- _TASK STATEMENT_: Please retype the lines below exactly, starting with the very first one and stopping after the line containing "[[0, 229, 598, 396]]". Leave the pictures out of your copy.

- _EXERCISE INPUT_:
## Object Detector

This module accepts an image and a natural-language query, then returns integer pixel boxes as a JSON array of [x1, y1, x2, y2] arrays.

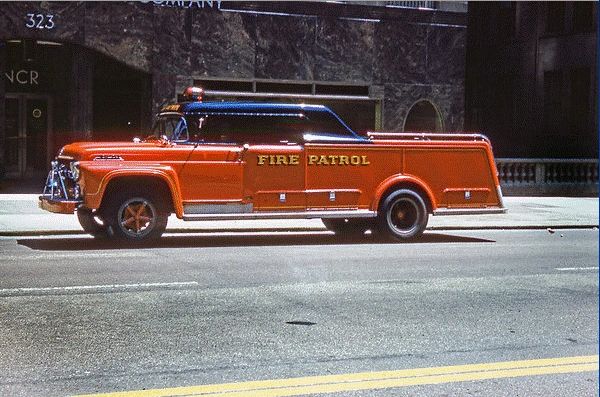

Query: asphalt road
[[0, 229, 598, 396]]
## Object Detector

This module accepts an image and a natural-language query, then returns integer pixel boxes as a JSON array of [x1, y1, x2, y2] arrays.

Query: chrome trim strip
[[183, 203, 252, 215], [433, 207, 507, 215], [183, 210, 377, 221]]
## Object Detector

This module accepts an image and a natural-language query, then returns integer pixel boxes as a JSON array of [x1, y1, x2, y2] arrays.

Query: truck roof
[[163, 102, 331, 113]]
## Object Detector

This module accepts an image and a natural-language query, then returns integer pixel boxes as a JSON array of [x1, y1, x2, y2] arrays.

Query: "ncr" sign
[[4, 69, 40, 85]]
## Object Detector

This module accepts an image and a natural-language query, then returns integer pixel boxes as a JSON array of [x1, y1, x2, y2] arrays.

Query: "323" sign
[[25, 13, 56, 29]]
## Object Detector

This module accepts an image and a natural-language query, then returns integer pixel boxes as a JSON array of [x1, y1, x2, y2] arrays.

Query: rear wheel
[[377, 189, 429, 240], [103, 191, 169, 242]]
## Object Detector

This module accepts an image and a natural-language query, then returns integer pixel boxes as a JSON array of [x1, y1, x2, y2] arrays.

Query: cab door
[[163, 115, 248, 215], [223, 112, 306, 212]]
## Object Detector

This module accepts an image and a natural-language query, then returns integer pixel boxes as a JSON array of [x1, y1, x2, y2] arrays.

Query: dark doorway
[[92, 54, 150, 141], [4, 94, 52, 178]]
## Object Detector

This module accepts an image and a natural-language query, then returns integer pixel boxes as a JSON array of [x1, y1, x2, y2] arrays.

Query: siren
[[183, 87, 204, 102]]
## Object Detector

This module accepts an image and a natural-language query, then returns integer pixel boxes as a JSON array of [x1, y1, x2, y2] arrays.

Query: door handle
[[237, 143, 250, 162]]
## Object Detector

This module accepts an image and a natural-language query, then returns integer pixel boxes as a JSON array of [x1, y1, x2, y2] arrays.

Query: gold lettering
[[257, 154, 269, 165], [317, 155, 329, 165], [277, 154, 288, 165]]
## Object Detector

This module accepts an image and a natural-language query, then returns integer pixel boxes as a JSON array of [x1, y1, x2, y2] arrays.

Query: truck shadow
[[17, 232, 495, 251]]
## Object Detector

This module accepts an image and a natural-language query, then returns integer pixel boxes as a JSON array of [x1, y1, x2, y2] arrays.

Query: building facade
[[465, 1, 598, 159], [0, 1, 466, 178]]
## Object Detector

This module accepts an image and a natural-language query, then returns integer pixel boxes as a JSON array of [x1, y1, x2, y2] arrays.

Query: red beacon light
[[183, 87, 204, 102]]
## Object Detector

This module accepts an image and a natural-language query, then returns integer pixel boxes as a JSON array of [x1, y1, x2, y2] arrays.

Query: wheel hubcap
[[389, 199, 419, 232], [119, 199, 156, 236]]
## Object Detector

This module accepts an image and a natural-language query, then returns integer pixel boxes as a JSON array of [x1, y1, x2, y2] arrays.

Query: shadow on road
[[17, 232, 495, 251]]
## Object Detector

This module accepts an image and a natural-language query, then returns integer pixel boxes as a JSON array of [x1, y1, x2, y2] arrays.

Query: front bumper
[[38, 161, 83, 214], [38, 196, 81, 214]]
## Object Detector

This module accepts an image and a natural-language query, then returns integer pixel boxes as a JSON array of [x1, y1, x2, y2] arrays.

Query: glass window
[[546, 1, 566, 33], [192, 114, 304, 144]]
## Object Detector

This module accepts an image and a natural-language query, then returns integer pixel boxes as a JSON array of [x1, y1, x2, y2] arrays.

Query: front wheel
[[103, 192, 169, 242], [377, 189, 429, 240]]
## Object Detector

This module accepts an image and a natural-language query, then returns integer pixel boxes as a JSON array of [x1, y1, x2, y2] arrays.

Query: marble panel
[[314, 18, 375, 82], [84, 2, 154, 72], [190, 9, 256, 78], [255, 15, 317, 80], [383, 84, 464, 132], [152, 3, 192, 76], [373, 21, 427, 84], [0, 1, 85, 44], [426, 26, 467, 84], [152, 72, 177, 114]]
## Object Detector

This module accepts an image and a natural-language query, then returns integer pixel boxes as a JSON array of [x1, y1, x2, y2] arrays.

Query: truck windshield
[[152, 114, 201, 142]]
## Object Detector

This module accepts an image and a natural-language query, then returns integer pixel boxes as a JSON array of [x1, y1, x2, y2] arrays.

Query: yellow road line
[[80, 355, 598, 397]]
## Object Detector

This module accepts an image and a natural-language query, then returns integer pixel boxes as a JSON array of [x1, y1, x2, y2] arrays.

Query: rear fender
[[371, 174, 437, 211]]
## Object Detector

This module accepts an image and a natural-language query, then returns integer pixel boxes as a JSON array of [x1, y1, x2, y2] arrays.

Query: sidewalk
[[0, 194, 598, 236]]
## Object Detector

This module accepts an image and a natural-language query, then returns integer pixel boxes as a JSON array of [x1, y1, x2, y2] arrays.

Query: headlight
[[69, 161, 79, 181]]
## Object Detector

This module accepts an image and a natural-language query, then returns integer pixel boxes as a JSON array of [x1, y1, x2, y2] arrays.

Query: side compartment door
[[244, 142, 306, 212]]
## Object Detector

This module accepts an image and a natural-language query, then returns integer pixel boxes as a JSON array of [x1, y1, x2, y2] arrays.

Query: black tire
[[102, 190, 169, 243], [321, 218, 373, 237], [76, 206, 109, 239], [377, 189, 429, 241]]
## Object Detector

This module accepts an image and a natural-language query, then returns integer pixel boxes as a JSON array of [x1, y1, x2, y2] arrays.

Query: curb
[[0, 224, 599, 237]]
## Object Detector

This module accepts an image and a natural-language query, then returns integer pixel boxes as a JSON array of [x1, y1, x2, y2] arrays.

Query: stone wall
[[0, 2, 466, 131]]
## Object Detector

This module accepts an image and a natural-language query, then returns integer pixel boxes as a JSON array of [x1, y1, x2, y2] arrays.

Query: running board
[[433, 207, 507, 215], [183, 210, 377, 221]]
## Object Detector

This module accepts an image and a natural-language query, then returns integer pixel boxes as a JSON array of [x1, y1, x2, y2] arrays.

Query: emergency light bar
[[183, 87, 204, 102]]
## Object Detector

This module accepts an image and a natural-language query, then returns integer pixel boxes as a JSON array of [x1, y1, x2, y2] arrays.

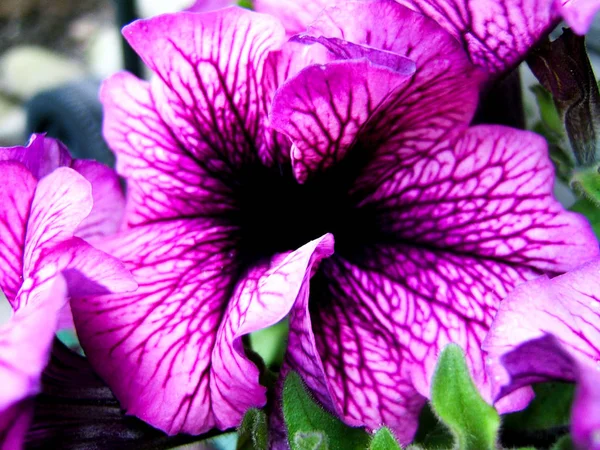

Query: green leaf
[[571, 166, 600, 207], [431, 344, 500, 450], [283, 372, 370, 450], [413, 404, 454, 450], [250, 319, 289, 369], [292, 431, 329, 450], [530, 84, 565, 136], [550, 434, 575, 450], [570, 197, 600, 239], [237, 408, 269, 450], [502, 383, 575, 431], [369, 427, 402, 450]]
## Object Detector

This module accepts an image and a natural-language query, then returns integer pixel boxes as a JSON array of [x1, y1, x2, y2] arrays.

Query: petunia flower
[[483, 260, 600, 450], [72, 0, 598, 441], [0, 135, 136, 449], [253, 0, 600, 75], [0, 274, 67, 450]]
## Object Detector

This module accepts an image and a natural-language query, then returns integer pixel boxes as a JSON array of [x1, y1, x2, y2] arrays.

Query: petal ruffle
[[72, 219, 331, 434], [287, 250, 535, 443], [397, 0, 559, 74], [483, 261, 600, 449], [100, 72, 232, 226], [0, 276, 67, 450], [362, 126, 598, 272], [271, 59, 409, 182], [211, 235, 333, 429], [252, 0, 334, 35], [123, 8, 285, 171], [0, 134, 72, 180], [0, 162, 37, 303], [71, 160, 125, 240], [23, 167, 93, 280], [554, 0, 600, 35], [278, 0, 481, 188]]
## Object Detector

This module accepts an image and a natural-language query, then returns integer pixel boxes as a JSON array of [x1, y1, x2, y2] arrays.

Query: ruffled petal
[[72, 225, 332, 434], [0, 276, 67, 450], [0, 134, 72, 180], [0, 162, 37, 303], [23, 167, 93, 279], [554, 0, 600, 35], [186, 0, 236, 12], [397, 0, 559, 74], [287, 250, 535, 443], [123, 8, 285, 171], [210, 235, 333, 429], [270, 59, 408, 182], [72, 160, 125, 240], [362, 126, 598, 272], [252, 0, 333, 35], [483, 261, 600, 449], [100, 72, 232, 226]]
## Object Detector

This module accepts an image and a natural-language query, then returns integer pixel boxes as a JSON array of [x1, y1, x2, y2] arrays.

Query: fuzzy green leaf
[[431, 344, 500, 450], [369, 427, 402, 450], [237, 408, 269, 450], [283, 372, 370, 450]]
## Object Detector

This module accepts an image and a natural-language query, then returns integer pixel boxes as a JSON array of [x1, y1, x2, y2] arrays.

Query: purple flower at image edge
[[0, 135, 136, 449], [72, 0, 598, 442], [483, 260, 600, 450]]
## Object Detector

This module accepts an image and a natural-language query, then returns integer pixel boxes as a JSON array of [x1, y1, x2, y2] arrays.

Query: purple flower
[[483, 260, 600, 450], [254, 0, 600, 74], [77, 0, 598, 441], [0, 275, 67, 450], [0, 135, 136, 449]]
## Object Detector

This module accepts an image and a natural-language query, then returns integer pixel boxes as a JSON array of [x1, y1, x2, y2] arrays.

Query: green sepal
[[530, 84, 565, 137], [571, 166, 600, 207], [283, 372, 370, 450], [236, 408, 269, 450], [569, 197, 600, 240], [292, 431, 329, 450], [431, 344, 500, 450], [550, 434, 575, 450], [369, 427, 402, 450]]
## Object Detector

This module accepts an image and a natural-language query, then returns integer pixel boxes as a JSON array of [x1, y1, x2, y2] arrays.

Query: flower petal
[[0, 276, 67, 450], [0, 134, 72, 180], [273, 0, 481, 183], [252, 0, 333, 35], [186, 0, 236, 12], [71, 220, 238, 434], [72, 223, 332, 434], [23, 167, 93, 279], [362, 126, 598, 272], [72, 160, 125, 240], [288, 250, 535, 443], [397, 0, 559, 74], [0, 162, 37, 303], [483, 260, 600, 449], [210, 235, 333, 429], [123, 8, 285, 172], [554, 0, 600, 35], [271, 59, 408, 182], [100, 72, 237, 226]]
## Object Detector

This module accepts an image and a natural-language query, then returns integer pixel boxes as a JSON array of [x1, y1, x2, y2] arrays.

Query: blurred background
[[0, 0, 193, 149], [0, 0, 600, 449]]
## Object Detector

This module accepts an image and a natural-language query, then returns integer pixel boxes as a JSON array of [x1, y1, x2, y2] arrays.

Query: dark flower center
[[233, 149, 379, 262]]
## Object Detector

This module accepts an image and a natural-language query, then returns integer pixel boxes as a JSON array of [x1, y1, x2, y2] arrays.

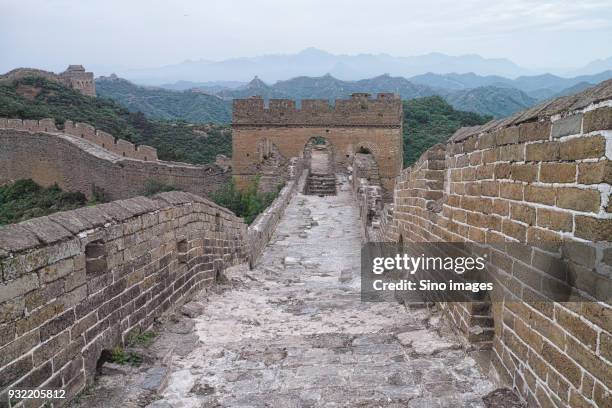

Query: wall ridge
[[0, 118, 158, 161], [370, 85, 612, 407], [0, 129, 231, 200]]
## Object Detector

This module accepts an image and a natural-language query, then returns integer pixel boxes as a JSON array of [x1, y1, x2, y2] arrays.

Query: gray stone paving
[[155, 179, 494, 408]]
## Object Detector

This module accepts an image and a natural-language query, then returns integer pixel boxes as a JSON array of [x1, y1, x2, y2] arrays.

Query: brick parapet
[[0, 65, 96, 96], [0, 128, 231, 200], [0, 192, 248, 406], [232, 94, 402, 127], [0, 118, 158, 161]]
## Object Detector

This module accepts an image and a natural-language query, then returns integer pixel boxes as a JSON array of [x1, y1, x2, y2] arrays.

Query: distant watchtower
[[59, 65, 96, 96], [232, 93, 403, 191]]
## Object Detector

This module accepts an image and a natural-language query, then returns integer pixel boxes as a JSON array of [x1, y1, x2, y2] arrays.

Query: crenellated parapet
[[0, 65, 96, 96], [0, 118, 158, 161], [232, 93, 402, 127]]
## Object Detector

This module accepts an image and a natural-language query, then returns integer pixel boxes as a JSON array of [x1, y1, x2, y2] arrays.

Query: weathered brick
[[0, 332, 40, 367], [502, 220, 527, 242], [542, 342, 581, 387], [16, 302, 64, 336], [599, 332, 612, 361], [525, 185, 556, 205], [40, 309, 74, 341], [593, 383, 612, 407], [0, 273, 38, 303], [519, 122, 550, 143], [578, 159, 612, 184], [574, 215, 612, 241], [583, 106, 612, 133], [499, 144, 525, 162], [510, 163, 538, 182], [499, 183, 523, 200], [510, 203, 536, 225], [495, 126, 519, 146], [559, 135, 606, 160], [540, 163, 576, 183], [567, 337, 612, 388], [555, 305, 597, 350], [0, 355, 33, 389], [537, 208, 574, 231], [551, 113, 582, 138], [0, 296, 25, 323], [557, 187, 601, 213], [525, 142, 560, 161]]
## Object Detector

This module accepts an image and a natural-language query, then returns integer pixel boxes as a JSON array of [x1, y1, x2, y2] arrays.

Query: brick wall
[[0, 65, 96, 96], [232, 94, 403, 191], [0, 118, 157, 161], [0, 125, 231, 200], [384, 81, 612, 408], [0, 192, 248, 407]]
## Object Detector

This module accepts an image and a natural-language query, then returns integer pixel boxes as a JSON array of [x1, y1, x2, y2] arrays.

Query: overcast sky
[[0, 0, 612, 72]]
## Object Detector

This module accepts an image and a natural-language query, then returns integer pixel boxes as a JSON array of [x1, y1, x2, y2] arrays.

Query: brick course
[[0, 192, 249, 406], [363, 81, 612, 408]]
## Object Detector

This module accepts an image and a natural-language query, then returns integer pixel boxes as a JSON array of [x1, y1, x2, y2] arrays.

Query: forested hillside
[[0, 77, 231, 163], [404, 96, 491, 167], [96, 77, 231, 123]]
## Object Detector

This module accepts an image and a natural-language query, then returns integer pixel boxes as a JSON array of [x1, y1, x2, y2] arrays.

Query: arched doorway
[[304, 136, 336, 197]]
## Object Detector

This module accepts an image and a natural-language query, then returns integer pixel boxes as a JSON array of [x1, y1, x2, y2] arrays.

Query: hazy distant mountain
[[409, 70, 612, 100], [119, 48, 530, 85], [444, 86, 537, 118], [159, 81, 245, 93], [218, 74, 537, 118], [96, 76, 231, 123], [573, 57, 612, 75]]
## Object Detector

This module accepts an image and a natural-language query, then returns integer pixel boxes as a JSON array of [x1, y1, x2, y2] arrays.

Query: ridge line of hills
[[96, 70, 612, 119]]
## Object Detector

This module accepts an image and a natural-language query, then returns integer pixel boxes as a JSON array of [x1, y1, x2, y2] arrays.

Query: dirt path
[[75, 178, 494, 408]]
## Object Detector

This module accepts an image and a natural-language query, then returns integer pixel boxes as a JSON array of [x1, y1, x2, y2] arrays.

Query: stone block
[[559, 135, 606, 160], [0, 273, 38, 303], [0, 224, 39, 252], [584, 106, 612, 133], [40, 309, 75, 341], [556, 187, 601, 213], [551, 113, 582, 138], [0, 355, 33, 389], [20, 217, 72, 244]]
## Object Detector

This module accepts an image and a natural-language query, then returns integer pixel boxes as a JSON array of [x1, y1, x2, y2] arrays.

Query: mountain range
[[96, 67, 612, 119], [117, 48, 612, 85]]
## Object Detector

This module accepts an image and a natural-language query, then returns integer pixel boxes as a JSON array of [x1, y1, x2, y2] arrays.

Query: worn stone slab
[[97, 203, 134, 222], [0, 224, 40, 252], [140, 367, 168, 392], [115, 197, 160, 215]]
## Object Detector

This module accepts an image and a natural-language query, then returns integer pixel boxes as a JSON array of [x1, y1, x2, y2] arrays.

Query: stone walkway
[[151, 178, 494, 408]]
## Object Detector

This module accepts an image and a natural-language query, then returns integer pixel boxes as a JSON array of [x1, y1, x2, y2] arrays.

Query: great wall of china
[[0, 118, 231, 200], [0, 74, 612, 408], [0, 65, 96, 96]]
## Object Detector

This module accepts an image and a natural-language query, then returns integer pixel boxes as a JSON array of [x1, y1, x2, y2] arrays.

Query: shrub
[[210, 177, 283, 224], [0, 179, 88, 225]]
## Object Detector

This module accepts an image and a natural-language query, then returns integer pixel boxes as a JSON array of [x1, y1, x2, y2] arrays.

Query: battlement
[[232, 93, 402, 127], [0, 118, 158, 161], [0, 65, 96, 96]]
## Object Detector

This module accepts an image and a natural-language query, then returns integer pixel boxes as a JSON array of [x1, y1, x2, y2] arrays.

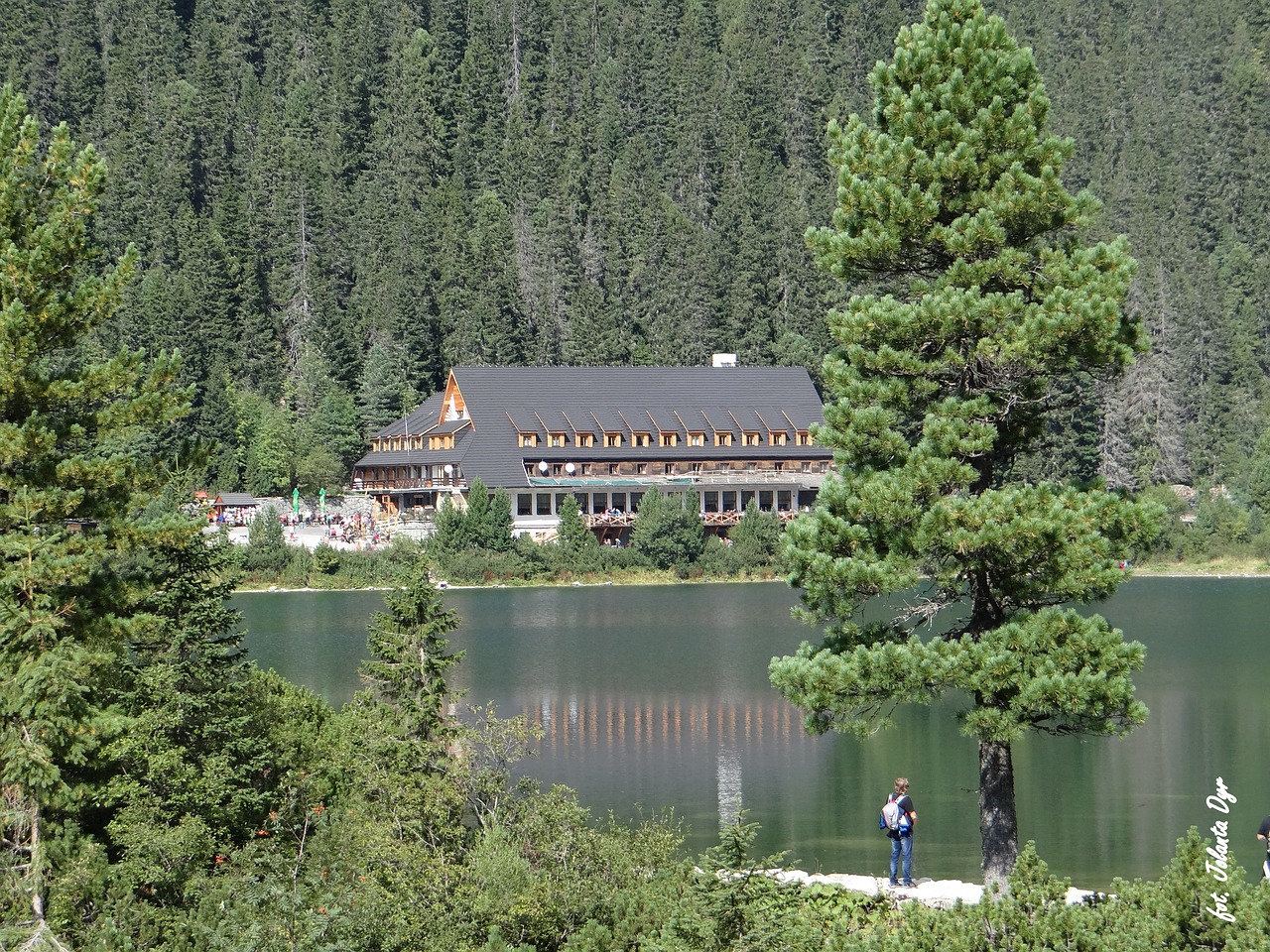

- _EXPECTED OUTPUT_:
## Object Detector

This module accepts an image and a natural-language query, then returns integer pixel boxes as a JSON array of [x1, y1, x2, y2] arrays.


Query: asphalt road
[[0, 229, 598, 396]]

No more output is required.